_Natural-language object grounding data_
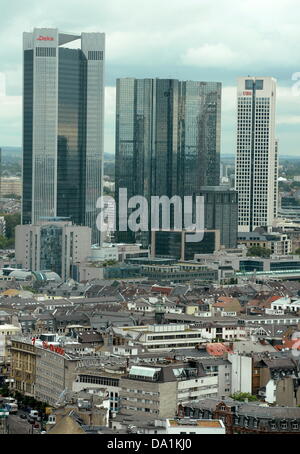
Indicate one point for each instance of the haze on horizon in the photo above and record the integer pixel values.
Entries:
(191, 40)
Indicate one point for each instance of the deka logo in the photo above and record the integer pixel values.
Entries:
(45, 38)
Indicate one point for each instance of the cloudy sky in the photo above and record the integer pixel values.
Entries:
(215, 40)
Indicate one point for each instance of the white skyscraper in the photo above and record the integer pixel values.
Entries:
(257, 153)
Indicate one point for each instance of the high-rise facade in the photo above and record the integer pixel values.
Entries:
(52, 244)
(167, 138)
(257, 153)
(63, 118)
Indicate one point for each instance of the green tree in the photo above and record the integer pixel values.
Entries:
(258, 251)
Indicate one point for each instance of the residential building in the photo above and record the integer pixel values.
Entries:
(244, 417)
(158, 389)
(6, 332)
(53, 244)
(162, 337)
(23, 365)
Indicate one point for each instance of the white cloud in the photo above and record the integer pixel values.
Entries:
(210, 55)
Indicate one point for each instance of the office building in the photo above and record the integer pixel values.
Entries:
(257, 153)
(167, 140)
(52, 244)
(221, 213)
(63, 112)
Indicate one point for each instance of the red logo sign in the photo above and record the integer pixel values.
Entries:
(45, 38)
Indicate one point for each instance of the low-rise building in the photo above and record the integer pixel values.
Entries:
(158, 389)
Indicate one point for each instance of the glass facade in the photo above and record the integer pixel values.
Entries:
(27, 136)
(221, 213)
(167, 139)
(63, 127)
(71, 135)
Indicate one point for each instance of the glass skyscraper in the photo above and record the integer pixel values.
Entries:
(257, 153)
(167, 139)
(63, 117)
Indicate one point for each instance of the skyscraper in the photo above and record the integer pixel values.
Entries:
(167, 138)
(63, 112)
(257, 153)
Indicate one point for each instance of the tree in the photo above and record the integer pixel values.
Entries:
(258, 251)
(242, 397)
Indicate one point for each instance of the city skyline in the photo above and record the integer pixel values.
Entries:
(201, 48)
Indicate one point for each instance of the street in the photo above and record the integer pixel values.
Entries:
(16, 425)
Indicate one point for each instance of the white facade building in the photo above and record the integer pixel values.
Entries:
(257, 153)
(52, 245)
(241, 373)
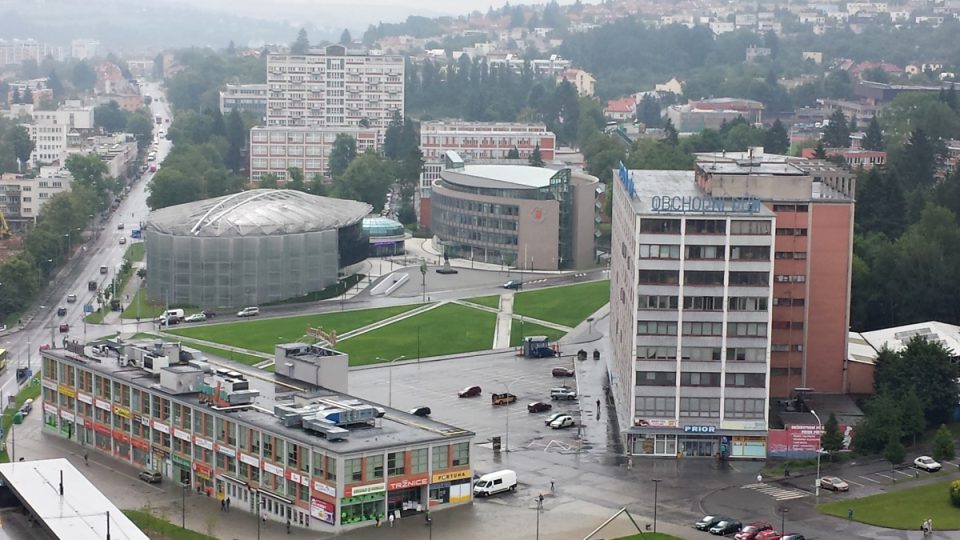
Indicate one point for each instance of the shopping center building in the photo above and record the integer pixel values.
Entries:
(690, 314)
(286, 449)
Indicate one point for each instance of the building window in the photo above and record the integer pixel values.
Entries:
(352, 471)
(418, 461)
(700, 407)
(461, 454)
(660, 226)
(656, 328)
(395, 464)
(699, 379)
(701, 354)
(747, 380)
(441, 457)
(743, 408)
(747, 303)
(657, 302)
(374, 467)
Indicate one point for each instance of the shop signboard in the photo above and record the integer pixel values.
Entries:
(409, 482)
(367, 489)
(450, 476)
(322, 510)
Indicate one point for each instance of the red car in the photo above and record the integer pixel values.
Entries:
(751, 531)
(470, 391)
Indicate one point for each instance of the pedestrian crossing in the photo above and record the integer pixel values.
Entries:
(778, 493)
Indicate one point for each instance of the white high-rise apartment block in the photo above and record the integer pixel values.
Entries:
(334, 88)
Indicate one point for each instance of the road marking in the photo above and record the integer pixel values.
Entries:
(780, 494)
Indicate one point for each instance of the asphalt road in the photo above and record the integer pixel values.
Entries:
(103, 248)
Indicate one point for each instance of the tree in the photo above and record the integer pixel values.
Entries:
(831, 439)
(536, 159)
(894, 452)
(110, 117)
(343, 152)
(23, 145)
(671, 136)
(295, 179)
(302, 44)
(776, 140)
(873, 138)
(837, 132)
(944, 446)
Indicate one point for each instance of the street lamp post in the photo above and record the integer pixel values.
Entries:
(819, 448)
(656, 486)
(390, 380)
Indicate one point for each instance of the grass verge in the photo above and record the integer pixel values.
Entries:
(518, 332)
(903, 509)
(31, 390)
(492, 301)
(567, 305)
(158, 527)
(261, 335)
(448, 329)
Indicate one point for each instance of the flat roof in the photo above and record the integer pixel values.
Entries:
(79, 513)
(656, 184)
(517, 175)
(395, 428)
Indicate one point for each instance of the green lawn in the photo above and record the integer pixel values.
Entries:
(135, 252)
(531, 329)
(158, 527)
(31, 390)
(448, 329)
(567, 305)
(262, 334)
(490, 301)
(903, 509)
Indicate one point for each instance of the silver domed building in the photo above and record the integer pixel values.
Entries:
(252, 247)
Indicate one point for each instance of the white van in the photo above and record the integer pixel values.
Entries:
(495, 482)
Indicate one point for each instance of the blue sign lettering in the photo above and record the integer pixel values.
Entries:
(699, 429)
(705, 205)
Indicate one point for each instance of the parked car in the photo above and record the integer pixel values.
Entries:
(539, 406)
(751, 531)
(420, 411)
(708, 521)
(725, 527)
(469, 391)
(248, 312)
(927, 463)
(563, 394)
(834, 483)
(150, 477)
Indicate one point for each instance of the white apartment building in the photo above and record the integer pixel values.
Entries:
(334, 88)
(475, 141)
(22, 198)
(275, 149)
(690, 317)
(244, 97)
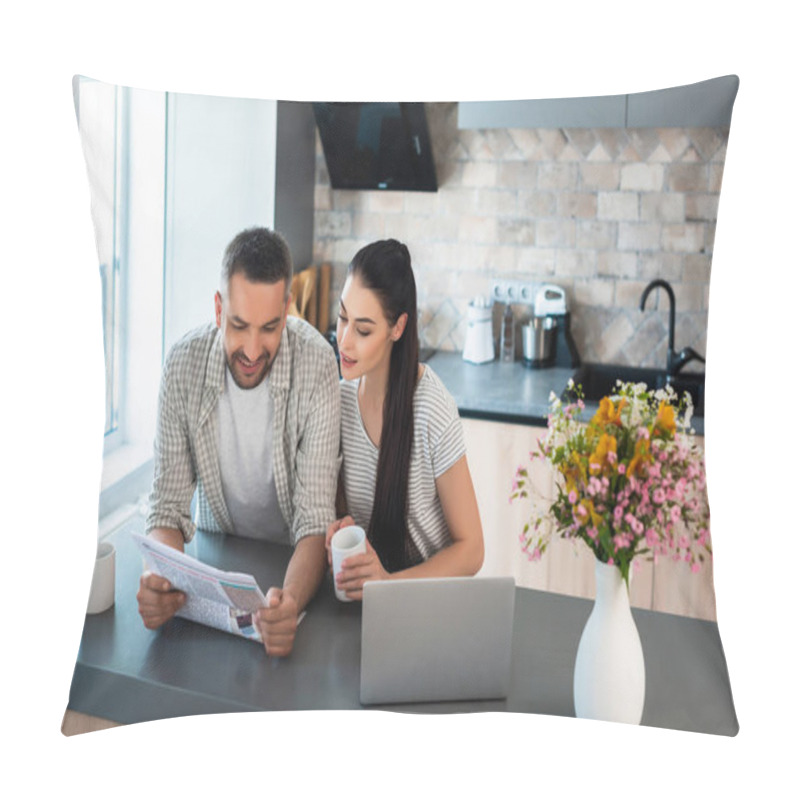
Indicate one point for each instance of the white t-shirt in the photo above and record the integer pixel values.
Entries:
(245, 461)
(438, 444)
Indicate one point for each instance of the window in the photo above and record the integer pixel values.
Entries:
(102, 126)
(123, 132)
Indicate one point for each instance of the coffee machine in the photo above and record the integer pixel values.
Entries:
(547, 340)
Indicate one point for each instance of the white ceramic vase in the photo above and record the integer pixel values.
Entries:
(609, 675)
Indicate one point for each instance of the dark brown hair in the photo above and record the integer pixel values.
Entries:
(261, 255)
(384, 268)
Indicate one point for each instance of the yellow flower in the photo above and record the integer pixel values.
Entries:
(607, 415)
(585, 513)
(598, 460)
(665, 419)
(641, 456)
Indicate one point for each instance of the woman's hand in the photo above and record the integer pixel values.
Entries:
(344, 522)
(357, 570)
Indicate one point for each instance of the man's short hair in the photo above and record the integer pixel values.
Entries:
(261, 255)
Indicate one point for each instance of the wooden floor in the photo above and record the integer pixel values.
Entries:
(74, 723)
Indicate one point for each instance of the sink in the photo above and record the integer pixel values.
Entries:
(599, 380)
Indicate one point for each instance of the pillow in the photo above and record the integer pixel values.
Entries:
(595, 195)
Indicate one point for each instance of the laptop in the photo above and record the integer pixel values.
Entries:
(436, 639)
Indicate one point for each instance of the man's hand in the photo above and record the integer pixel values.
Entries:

_WORK TO BE COMPLETED_
Could you reproduce the data above exactly, without its pictures?

_SOLUTION BELOW_
Indicate one point for each instance of the haze on horizon in the photo above and record the integer pixel values.
Entries:
(191, 40)
Indicate one point for each instance of the deka logo in the photo above and record the integer pixel values.
Entries:
(45, 38)
Indicate one point for each instance of the cloudy sky in the photo above and record the integer pixel values.
Entries:
(215, 40)
Indicate one point for each instance of the white skyscraper in the photo above and record the integer pixel values.
Entries:
(257, 153)
Indicate one point for each instance of the high-rise facade in the photo above and record the integer pixel values.
Entries:
(52, 244)
(167, 138)
(257, 153)
(63, 118)
Indicate one point for each instance of the green tree in the photo above and record the integer pixel values.
Entries:
(258, 251)
Indicate one point for each instance of the residential building in the photo above and record the integer pixel values.
Entries:
(244, 417)
(158, 389)
(6, 332)
(53, 244)
(162, 337)
(23, 365)
Indicate one point for each instance of the white cloud in the photo above and record the integer pixel values.
Entries:
(210, 55)
Indicate one point for each instance of the office building in the photo above and record the integer pixel values.
Entries:
(257, 153)
(167, 140)
(52, 244)
(221, 213)
(63, 112)
Indicate one point for each instance of the red logo sign in the photo above and record the integer pixel values.
Entries:
(45, 38)
Indicate one point for each instance of the low-rise building in the photo above and record the integer pixel values.
Entries:
(158, 389)
Indicate one point for each instance of the glass facade in the photo above and record the integer pixel values.
Entries:
(27, 136)
(221, 213)
(167, 139)
(63, 127)
(71, 135)
Indicate one point for each instance of the glass skyscraper in the photo above and record the integer pixel values.
Entries:
(257, 153)
(167, 139)
(63, 117)
Indicate one point for each instance of the skyscraper in the photo above and record the integer pixel values.
Entries:
(167, 138)
(63, 112)
(257, 153)
Indicate one point for each instance of the tree in the photo above and record the integer pixel values.
Entries:
(258, 251)
(242, 397)
Indicate one point for each instance of the city skyline in the photo above and record the integer pixel values.
Entries:
(201, 48)
Indicate one point for each instance of the street in the photo above and record the integer pixel values.
Entries:
(16, 425)
Indicate one point for each instance of the white facade building in the photo above and record the integer pixel values.
Entries:
(257, 153)
(52, 245)
(241, 373)
Indicate one point for each instance of the shopping center building in the photo above and record the integer pixel values.
Entries:
(690, 314)
(286, 449)
Indicate one point for each instance of the building window in the photo above and record the integer pixel values.
Entries:
(352, 471)
(418, 461)
(700, 407)
(461, 454)
(660, 226)
(656, 328)
(395, 464)
(699, 379)
(701, 354)
(747, 380)
(441, 457)
(743, 408)
(747, 303)
(657, 302)
(374, 467)
Indicate one point for each instance of the shop signboard in the photo above and record the integer pixel values.
Entries:
(409, 482)
(367, 489)
(450, 476)
(322, 510)
Indicate one point for each instance of the red car in the photo above and record the integer pixel values.
Entries:
(751, 531)
(470, 391)
Indicate one point for each instance of the pedestrian crossing in the photo above and record the integer pixel values.
Entries:
(778, 493)
Indicate one point for each instance of the white high-rise apartment block in the photo above and record the integer pixel values.
Entries:
(334, 88)
Indicate one point for each instance of the road marking in the photo above and record the integer pixel values.
Entries:
(780, 494)
Indicate one point for each instance of the asphalt road in the photo above and record the integer pixel values.
Entries:
(103, 248)
Indicate one point for each instance of the tree in the photo above and record the integer pixel values.
Entries:
(831, 439)
(536, 159)
(894, 452)
(110, 117)
(343, 152)
(23, 145)
(671, 136)
(295, 179)
(302, 44)
(776, 140)
(873, 138)
(837, 132)
(944, 446)
Indicate one point for each instance of the street lamp post in the photo above and record the integer pixel values.
Entries:
(819, 448)
(656, 486)
(390, 380)
Indicate one point for each instance of the grass verge in the photo above and record the integer pixel values.
Entries:
(518, 332)
(903, 509)
(31, 390)
(492, 301)
(567, 305)
(158, 527)
(261, 335)
(448, 329)
Indicate one point for each instance of the flat roof in the photo above and record the integer pixel values.
Entries:
(79, 513)
(656, 184)
(517, 175)
(395, 428)
Indicate one point for each instance of the green lawn in the photo above and record the integer pixel values.
Entries:
(135, 252)
(531, 329)
(158, 527)
(31, 390)
(448, 329)
(567, 305)
(262, 334)
(490, 301)
(903, 509)
Indicate one point for each instance of the silver domed building in the photo above and record the integer pixel values.
Entries:
(252, 247)
Indicate one point for each instance of the white van in the photo above and record the integer pixel values.
Entries:
(495, 482)
Indicate one point for each instance of the blue sign lettering in the photo above and record the integer pixel values.
Entries:
(699, 429)
(705, 205)
Indicate one point for each instance of the parked car in the photo above and record the integer pixel values.
Entries:
(539, 406)
(751, 531)
(420, 411)
(708, 521)
(725, 527)
(469, 391)
(248, 312)
(927, 463)
(563, 394)
(834, 483)
(150, 477)
Indicate one point for each instance of the white apartment building in the photo above and record the integer pixel values.
Entries:
(334, 88)
(475, 141)
(22, 198)
(275, 149)
(690, 317)
(244, 97)
Indicate one point for each instance of the white t-shirt in the photo above and record the integer pixel values.
Entries:
(245, 461)
(438, 444)
Indicate one point for each instance of the window in the photo above and record the integer pixel values.
Entries:
(102, 126)
(123, 132)
Indicate one point for each instance of the coffee machine in the photo above and record the integer pixel values.
Entries:
(547, 340)
Indicate one point for each instance of the white ceramic vase in the photo above and record the integer pixel values.
Entries:
(609, 675)
Indicate one point for each instance of the dark brown hair in the photo above and record the integer pixel values.
Entries:
(261, 255)
(384, 268)
Indicate one point for each instance of the yellow flower in the photo above and record the integer pixel values.
Entries:
(607, 415)
(585, 513)
(598, 460)
(665, 419)
(641, 456)
Indicate one point for each instance of the woman's hand in the photo above and record the integer pixel values.
Entries:
(344, 522)
(357, 570)
Indicate one point for each instance of the man's short hair in the photo above and record the integer pixel values.
Entries:
(261, 255)
Indicate one point for each instance of the wooden floor in the photo above and record the integer pixel values.
Entries:
(74, 723)
Indicate one point for each instance of the sink in the photo above and record the integer pixel values.
Entries:
(599, 380)
Indicate one point for each instance of the pillow in the photo above and record the integer pixel values.
Entries:
(595, 195)
Indicate one point for each instance of the laptop in the photo above and record the integer pixel values.
Entries:
(436, 639)
Indicate one point for each instance of the man's hand in the photo above and record the integer pixel values.
Entries:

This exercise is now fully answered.